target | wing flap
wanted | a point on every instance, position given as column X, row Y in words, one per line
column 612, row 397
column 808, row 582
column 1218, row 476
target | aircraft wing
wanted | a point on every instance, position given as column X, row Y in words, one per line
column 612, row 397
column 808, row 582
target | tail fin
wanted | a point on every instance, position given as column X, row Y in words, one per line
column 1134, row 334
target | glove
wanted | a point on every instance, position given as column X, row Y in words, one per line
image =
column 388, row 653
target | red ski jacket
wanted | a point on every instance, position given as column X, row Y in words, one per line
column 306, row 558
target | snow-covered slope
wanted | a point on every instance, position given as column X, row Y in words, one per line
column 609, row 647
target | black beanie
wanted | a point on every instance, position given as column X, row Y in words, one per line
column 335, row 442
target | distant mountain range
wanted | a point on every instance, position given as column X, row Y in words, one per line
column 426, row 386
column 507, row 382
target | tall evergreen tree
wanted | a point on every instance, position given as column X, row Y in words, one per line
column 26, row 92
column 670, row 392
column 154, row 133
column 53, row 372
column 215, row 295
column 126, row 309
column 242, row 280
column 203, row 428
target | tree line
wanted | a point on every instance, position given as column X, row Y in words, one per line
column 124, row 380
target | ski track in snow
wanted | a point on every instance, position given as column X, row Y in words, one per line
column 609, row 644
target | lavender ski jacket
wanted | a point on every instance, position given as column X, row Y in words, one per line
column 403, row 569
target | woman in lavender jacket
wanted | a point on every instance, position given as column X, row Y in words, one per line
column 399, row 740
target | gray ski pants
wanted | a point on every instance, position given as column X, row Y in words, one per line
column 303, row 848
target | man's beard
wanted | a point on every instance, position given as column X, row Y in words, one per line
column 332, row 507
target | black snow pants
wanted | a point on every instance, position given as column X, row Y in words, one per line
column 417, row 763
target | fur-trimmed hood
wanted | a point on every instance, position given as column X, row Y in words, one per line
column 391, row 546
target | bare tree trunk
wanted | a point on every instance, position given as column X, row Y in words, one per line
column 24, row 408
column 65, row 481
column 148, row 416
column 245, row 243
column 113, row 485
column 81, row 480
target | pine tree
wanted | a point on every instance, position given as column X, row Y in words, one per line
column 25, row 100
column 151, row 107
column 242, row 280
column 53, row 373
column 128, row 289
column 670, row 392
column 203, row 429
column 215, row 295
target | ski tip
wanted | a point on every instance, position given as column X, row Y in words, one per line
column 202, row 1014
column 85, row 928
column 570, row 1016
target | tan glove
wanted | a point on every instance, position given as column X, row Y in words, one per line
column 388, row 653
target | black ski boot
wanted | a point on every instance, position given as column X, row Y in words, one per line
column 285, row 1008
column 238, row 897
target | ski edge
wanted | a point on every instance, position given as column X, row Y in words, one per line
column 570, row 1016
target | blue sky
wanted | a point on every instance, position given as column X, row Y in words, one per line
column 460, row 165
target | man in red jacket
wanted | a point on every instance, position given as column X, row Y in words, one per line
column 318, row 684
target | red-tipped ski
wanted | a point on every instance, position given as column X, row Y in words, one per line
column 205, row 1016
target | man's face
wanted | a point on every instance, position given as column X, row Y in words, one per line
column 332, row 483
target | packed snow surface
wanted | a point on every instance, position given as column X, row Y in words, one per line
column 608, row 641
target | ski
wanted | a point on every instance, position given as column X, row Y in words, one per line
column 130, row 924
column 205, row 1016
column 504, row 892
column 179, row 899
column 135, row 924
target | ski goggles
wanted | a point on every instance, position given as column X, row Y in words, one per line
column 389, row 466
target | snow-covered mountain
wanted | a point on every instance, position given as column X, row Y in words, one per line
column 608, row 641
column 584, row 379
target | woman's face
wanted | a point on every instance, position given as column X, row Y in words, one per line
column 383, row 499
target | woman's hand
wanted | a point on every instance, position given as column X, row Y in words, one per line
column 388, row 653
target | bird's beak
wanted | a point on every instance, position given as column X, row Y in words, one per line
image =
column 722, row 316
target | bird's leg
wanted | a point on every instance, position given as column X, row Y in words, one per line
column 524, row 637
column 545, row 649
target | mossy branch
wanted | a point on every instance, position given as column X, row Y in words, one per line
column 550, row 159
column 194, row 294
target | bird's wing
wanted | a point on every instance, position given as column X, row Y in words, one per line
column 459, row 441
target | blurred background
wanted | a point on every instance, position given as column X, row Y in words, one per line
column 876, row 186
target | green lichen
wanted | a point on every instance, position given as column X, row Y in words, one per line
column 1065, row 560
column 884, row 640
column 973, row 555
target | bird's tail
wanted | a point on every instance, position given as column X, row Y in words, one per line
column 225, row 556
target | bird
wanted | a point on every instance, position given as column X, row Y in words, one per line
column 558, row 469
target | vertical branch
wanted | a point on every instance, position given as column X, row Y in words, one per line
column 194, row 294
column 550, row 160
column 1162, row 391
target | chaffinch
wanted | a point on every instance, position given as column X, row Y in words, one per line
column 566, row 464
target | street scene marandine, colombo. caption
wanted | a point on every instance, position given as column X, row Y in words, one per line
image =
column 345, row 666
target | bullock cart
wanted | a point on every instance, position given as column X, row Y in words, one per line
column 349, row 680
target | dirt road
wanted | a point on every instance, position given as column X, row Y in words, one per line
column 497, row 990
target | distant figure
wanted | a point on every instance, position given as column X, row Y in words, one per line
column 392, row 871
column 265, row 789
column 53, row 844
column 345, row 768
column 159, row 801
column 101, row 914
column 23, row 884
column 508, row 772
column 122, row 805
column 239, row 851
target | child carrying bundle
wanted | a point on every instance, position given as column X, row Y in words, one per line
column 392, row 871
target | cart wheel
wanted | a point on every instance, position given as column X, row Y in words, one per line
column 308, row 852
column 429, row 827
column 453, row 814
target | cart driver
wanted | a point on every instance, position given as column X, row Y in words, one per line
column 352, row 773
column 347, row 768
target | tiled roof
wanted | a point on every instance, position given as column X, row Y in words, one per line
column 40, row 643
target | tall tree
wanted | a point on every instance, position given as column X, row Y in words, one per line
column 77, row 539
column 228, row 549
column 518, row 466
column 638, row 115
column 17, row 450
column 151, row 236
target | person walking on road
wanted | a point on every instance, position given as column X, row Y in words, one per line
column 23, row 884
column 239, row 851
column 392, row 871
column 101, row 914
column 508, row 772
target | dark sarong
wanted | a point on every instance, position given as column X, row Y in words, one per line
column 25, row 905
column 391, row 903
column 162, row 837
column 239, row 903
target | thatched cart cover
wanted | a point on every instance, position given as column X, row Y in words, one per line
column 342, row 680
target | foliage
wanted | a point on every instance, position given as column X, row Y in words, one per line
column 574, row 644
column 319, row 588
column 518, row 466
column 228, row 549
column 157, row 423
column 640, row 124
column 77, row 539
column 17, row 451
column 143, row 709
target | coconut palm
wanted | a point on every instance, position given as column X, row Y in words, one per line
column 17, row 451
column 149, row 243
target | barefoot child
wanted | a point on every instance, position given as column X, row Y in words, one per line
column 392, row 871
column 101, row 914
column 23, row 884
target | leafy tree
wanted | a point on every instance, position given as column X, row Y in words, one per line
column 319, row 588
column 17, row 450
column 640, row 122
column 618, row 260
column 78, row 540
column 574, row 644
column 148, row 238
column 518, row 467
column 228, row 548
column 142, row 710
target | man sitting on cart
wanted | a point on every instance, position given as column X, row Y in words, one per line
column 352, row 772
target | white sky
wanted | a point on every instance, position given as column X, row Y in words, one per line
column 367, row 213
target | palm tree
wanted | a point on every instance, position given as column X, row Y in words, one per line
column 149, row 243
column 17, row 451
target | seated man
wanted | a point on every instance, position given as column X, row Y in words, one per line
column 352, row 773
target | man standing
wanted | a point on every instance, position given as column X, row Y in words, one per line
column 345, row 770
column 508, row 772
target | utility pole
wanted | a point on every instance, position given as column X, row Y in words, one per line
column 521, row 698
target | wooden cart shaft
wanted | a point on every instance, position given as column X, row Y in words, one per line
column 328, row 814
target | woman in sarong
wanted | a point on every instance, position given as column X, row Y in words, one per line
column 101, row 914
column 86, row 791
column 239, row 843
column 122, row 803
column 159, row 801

*-*-*

• What you will do: Copy the records above word for word, starting at the line containing "target | black ski boot" and ending at the line containing "column 332, row 483", with both of those lines included.

• Task response:
target | black ski boot
wanted | a point on every instance, position given as column X, row Y in words, one per line
column 285, row 1008
column 238, row 897
target | ski edge
wanted | a point on every instance, position given as column X, row Y in words, one per line
column 570, row 1016
target | blue sky
wanted | a point on every instance, position given as column X, row Y in words, one per line
column 460, row 165
target | man in red jacket
wanted | a point on every instance, position given as column X, row Y in words, one per line
column 318, row 684
target | red-tipped ski
wanted | a point on every instance, position given as column X, row Y in words, one per line
column 205, row 1016
target | man's face
wanted | a point on every instance, position given as column X, row Y in words, one per line
column 332, row 483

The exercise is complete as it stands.